#### BUT DE LA TÂCHE:
Prolongez le texte sur le roman L'Équipée malaise à partir de sa dernière phrase.

Jean Echenoz, L'équipée malaise, Minuit, 1987.

> Résumé
La Malaisie, ce serait la belle vie si le duc Pons ne risquait de s’en voir chassé. Cette idée n’est pas supportable : plutôt que renoncer au pouvoir, au grand air, à ses projets astronomiques, le duc choisit la résistance. D’Europe il va faire venir des renforts, à bord d’un cargo cypriote.
Ces renforts, à Paris, viennent d’affronter des épreuves redoublées, des amours parallèles. Ils n’en peuvent plus. Supérieurement fourbus par le décalage horaire, ils jouent aux dés en attendant d’aller se battre.
« Le récit de L'Équipée malaise s'organise sur deux axes.
Selon le premier, toutes les circonstances qui provoquent l'action se présentent de façon répétitive : “ Tout ira par deux, toujours plus ou moins par deux ” (p. 49). Par deux, les inconnus qui viennent successivement demander un service à Paul ; mais aussi les grands soubresauts qui soulèvent le récit (la mutinerie en mer et celle de la plantation) comme les innombrables repères qui le ponctuent.

#### INFORMATIONS FOURNIES:
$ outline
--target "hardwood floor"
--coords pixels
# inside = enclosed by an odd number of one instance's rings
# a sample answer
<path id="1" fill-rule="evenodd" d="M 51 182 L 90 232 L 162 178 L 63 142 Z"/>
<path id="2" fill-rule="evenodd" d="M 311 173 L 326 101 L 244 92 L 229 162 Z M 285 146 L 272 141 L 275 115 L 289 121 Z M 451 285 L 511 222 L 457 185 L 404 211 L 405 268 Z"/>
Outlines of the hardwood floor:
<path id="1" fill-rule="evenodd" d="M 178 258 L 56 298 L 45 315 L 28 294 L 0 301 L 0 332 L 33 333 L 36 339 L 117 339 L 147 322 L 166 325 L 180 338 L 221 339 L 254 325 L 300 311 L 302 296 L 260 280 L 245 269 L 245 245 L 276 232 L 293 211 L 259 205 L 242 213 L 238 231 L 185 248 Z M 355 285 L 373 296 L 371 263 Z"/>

#### RÉSULTAT CI-DESSOUS:
Dans l'autre sens, perpendiculaire dirait-on, une navette ne cesse de parcourir la trame, à l'image du cargo qui trace imperturbablement son chemin entre l'Asie du Sud-Est et l'Europe, aller et retour. Boustrophédon : “ Écriture primitive dont les lignes vont sans interruption de gauche à droite et de droite à gauche. ”
Récurrence et va-et-vient : le lecteur se retrouve bien à la dernière page du récit dans la même situation qu'à la première, où deux amis sont amoureux de la même femme.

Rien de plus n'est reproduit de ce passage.